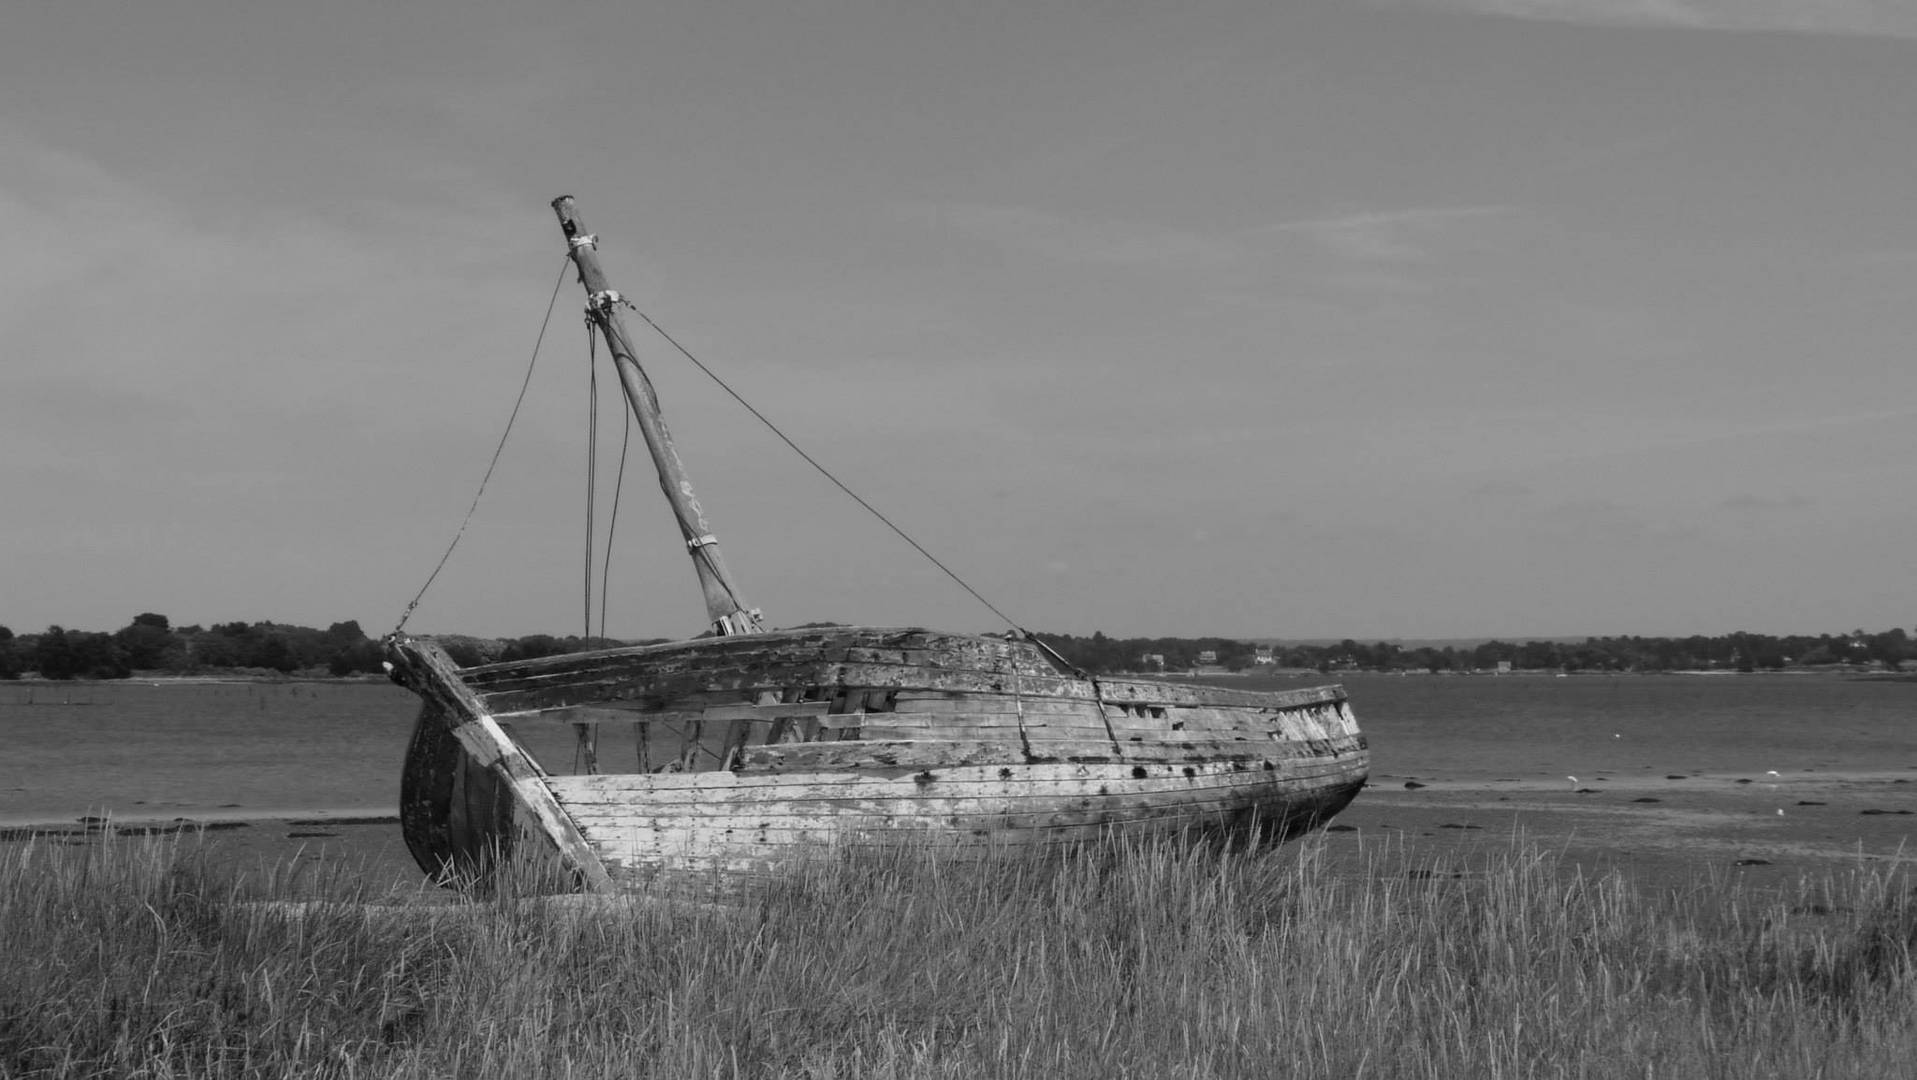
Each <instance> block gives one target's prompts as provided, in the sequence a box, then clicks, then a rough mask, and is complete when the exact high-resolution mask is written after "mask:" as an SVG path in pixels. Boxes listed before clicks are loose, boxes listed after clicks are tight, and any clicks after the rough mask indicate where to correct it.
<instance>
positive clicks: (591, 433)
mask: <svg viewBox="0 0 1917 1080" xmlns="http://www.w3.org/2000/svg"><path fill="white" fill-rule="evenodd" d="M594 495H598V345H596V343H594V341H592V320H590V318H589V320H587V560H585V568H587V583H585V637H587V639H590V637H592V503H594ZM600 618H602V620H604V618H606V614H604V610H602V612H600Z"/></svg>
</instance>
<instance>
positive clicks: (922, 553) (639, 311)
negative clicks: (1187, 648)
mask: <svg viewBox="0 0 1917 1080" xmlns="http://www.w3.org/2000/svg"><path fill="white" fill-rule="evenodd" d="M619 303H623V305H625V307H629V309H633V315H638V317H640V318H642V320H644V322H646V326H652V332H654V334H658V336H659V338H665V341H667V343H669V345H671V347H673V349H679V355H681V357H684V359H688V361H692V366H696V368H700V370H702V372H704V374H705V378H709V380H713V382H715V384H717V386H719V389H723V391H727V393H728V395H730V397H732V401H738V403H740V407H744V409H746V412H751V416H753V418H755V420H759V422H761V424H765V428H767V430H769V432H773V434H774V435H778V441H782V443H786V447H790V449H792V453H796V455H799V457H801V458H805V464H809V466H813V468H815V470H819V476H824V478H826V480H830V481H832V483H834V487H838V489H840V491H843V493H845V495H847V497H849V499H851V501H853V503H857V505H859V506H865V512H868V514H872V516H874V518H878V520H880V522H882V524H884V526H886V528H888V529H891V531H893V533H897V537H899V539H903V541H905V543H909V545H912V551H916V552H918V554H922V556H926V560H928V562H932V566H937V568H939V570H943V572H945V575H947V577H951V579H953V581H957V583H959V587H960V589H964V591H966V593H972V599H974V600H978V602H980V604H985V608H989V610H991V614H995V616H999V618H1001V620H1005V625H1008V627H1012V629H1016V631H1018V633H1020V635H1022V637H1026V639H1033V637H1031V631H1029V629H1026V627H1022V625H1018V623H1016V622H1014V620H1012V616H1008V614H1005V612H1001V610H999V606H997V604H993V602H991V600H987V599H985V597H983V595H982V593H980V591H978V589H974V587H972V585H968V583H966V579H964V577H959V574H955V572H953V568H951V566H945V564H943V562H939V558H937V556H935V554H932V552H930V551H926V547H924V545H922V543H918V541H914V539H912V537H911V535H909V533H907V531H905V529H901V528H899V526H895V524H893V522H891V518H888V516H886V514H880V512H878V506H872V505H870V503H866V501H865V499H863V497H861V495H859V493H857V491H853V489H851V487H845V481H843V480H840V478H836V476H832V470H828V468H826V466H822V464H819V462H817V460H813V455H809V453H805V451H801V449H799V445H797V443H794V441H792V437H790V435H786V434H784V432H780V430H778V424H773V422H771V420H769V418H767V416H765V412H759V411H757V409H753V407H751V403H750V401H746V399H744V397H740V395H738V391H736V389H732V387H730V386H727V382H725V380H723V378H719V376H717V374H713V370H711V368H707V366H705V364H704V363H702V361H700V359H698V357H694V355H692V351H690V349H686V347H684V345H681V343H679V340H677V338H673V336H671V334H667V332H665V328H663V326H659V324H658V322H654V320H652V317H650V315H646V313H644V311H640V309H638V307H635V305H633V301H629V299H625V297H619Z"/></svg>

● ● ● ●

Problem details – Change "negative" to "background" in the records, beginning at the line that has "</instance>" and stopping after the line that has "negative clicks: (1187, 648)", and return only those lines with everything else unchanged.

Task solution –
</instance>
<instance>
positive clicks: (922, 553) (639, 311)
background clicks: (1187, 648)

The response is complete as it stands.